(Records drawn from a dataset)

==========

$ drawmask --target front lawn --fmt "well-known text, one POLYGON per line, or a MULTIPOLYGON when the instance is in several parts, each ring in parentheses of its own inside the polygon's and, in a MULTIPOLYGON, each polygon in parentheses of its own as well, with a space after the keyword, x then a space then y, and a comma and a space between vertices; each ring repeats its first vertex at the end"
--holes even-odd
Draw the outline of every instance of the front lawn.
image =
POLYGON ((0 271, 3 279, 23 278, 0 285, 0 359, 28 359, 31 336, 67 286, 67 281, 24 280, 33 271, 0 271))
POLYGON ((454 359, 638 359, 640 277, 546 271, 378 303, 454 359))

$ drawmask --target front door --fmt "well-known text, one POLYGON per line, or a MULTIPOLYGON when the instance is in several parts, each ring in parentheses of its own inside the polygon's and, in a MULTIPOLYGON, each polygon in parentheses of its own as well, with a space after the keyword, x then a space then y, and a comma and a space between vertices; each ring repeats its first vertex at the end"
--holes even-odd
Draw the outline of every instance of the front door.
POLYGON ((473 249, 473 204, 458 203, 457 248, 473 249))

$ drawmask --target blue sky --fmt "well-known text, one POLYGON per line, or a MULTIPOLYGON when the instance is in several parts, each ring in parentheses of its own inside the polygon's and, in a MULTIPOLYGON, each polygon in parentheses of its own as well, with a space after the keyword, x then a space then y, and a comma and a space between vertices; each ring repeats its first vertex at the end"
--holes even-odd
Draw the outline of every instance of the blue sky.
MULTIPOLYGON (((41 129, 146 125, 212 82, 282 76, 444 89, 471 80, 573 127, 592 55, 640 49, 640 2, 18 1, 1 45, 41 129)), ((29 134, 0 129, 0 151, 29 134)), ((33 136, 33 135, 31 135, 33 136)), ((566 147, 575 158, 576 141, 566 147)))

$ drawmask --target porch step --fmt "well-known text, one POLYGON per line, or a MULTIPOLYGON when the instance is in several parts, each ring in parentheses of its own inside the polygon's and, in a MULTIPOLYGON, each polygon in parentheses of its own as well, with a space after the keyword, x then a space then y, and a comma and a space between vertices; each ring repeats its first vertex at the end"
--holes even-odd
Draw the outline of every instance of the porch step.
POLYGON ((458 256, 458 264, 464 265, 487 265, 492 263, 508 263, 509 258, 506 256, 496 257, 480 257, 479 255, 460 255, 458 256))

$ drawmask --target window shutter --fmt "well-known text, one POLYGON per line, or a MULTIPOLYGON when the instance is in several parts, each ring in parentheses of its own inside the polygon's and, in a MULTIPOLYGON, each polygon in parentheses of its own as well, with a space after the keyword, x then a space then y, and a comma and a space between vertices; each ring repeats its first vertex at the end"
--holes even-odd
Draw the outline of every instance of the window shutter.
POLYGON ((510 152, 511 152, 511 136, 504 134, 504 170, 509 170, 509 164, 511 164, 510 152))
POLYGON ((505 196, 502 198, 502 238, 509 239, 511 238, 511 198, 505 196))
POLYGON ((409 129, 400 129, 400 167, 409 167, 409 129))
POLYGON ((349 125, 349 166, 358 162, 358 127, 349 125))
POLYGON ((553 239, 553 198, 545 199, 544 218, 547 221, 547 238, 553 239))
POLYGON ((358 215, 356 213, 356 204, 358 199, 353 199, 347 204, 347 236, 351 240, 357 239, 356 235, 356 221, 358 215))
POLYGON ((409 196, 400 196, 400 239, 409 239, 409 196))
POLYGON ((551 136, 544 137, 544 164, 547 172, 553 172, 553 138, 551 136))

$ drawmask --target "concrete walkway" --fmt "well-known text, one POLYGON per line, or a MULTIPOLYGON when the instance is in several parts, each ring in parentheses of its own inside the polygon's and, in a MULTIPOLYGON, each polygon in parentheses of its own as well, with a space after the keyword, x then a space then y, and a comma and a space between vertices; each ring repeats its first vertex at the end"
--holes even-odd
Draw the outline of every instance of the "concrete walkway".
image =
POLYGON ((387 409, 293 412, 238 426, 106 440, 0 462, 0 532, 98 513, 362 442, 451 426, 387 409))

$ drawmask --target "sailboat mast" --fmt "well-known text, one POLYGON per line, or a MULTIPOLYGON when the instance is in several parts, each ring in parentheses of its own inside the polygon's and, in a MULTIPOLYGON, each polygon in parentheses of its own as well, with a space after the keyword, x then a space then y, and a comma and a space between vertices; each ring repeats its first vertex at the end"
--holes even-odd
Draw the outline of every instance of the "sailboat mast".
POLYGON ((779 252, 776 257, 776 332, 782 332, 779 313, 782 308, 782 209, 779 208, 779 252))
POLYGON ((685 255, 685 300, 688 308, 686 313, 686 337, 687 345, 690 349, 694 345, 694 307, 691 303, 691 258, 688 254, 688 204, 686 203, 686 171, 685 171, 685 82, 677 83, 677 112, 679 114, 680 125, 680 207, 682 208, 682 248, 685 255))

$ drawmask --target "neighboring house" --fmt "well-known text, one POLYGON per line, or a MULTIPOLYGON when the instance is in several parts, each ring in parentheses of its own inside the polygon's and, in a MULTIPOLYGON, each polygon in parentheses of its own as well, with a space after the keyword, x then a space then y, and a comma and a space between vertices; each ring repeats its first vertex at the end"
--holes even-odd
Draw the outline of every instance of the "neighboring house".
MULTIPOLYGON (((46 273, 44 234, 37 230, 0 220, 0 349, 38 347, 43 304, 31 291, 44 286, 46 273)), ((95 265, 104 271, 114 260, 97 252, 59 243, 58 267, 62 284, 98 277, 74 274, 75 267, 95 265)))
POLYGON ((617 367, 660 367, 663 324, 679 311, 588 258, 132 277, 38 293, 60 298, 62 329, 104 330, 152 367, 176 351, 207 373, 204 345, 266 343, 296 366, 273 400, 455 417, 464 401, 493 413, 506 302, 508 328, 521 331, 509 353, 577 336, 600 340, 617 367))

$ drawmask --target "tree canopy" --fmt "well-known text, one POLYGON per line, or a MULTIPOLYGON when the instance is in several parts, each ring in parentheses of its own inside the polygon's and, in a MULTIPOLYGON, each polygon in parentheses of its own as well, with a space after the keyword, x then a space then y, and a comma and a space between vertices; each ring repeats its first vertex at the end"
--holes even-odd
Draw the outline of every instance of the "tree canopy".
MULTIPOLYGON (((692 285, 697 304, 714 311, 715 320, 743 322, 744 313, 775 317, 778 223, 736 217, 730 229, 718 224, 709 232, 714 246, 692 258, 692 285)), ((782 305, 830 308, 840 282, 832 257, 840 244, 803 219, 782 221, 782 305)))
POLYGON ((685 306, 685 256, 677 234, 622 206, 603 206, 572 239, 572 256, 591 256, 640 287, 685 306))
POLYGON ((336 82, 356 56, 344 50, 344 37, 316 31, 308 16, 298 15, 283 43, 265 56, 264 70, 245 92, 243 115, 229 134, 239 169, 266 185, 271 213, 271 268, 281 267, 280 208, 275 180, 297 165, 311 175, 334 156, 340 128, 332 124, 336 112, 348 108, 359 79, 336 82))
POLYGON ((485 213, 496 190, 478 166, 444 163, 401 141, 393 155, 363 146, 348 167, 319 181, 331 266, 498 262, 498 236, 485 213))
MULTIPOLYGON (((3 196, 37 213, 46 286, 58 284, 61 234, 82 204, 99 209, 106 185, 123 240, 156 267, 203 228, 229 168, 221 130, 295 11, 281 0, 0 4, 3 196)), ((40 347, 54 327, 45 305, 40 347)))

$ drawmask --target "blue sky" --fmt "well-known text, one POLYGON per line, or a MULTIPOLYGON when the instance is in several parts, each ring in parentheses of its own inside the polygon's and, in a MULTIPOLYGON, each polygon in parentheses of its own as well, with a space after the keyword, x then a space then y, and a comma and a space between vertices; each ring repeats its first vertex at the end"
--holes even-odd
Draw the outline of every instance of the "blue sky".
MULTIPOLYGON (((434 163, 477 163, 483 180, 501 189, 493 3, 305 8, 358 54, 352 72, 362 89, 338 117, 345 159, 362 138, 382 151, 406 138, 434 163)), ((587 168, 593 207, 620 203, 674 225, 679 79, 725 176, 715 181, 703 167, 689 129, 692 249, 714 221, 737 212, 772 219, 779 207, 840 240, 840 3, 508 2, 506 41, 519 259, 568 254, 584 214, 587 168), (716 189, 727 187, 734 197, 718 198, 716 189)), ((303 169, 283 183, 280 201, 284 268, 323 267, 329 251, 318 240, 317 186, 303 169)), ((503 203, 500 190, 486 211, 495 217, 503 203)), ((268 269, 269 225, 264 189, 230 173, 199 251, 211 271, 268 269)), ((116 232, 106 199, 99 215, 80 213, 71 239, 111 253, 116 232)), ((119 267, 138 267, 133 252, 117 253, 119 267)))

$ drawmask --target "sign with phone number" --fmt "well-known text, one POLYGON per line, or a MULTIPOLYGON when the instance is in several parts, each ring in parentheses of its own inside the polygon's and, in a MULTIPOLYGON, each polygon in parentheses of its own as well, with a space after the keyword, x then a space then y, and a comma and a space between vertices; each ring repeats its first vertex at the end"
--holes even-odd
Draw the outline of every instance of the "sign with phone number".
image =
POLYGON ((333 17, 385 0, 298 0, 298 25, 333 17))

==========

## PROBLEM STATEMENT
Wherever the string "sign" appears in the entries above, list that line.

## REPLY TO THE EXERCISE
$ drawmask --target "sign with phone number" --fmt "well-known text, one POLYGON per line, or a MULTIPOLYGON when the instance is in several parts, each ring in parentheses of its own inside the polygon's and, in a MULTIPOLYGON, each polygon in parentheses of its own as well, with a space after the keyword, x then a space then y, and a comma and a space between vertices; each ring repeats its first vertex at the end"
Draw the outline of every instance of the "sign with phone number".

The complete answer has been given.